Problem to solve:
Find every line in the records below that contains the word "seed", and copy each one out. Case counts.

Data shown:
====

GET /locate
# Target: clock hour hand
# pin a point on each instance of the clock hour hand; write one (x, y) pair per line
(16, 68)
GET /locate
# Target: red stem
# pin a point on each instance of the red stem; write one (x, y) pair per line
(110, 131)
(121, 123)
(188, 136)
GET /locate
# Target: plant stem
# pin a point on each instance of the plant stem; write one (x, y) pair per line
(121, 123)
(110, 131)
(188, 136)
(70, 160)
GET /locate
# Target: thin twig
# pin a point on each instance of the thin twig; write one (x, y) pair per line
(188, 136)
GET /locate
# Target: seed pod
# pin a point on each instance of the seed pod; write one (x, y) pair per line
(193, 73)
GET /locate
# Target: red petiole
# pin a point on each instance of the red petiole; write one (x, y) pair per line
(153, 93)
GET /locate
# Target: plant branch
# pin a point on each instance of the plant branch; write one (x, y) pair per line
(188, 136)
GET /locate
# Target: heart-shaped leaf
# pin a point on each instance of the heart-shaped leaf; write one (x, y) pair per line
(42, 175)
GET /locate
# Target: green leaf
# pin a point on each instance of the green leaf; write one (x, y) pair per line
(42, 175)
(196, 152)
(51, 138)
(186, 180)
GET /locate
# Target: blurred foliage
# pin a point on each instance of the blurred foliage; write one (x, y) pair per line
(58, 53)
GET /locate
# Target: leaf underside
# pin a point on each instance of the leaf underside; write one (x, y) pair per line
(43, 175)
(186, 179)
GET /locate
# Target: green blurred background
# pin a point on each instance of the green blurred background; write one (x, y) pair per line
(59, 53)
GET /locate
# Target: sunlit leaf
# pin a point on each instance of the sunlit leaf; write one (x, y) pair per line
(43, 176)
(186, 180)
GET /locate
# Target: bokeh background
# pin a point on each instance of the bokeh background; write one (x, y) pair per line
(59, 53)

====

Finished exercise:
# Target: seed pod
# pin a point on each instance of the seed pod; write one (x, y) pair per line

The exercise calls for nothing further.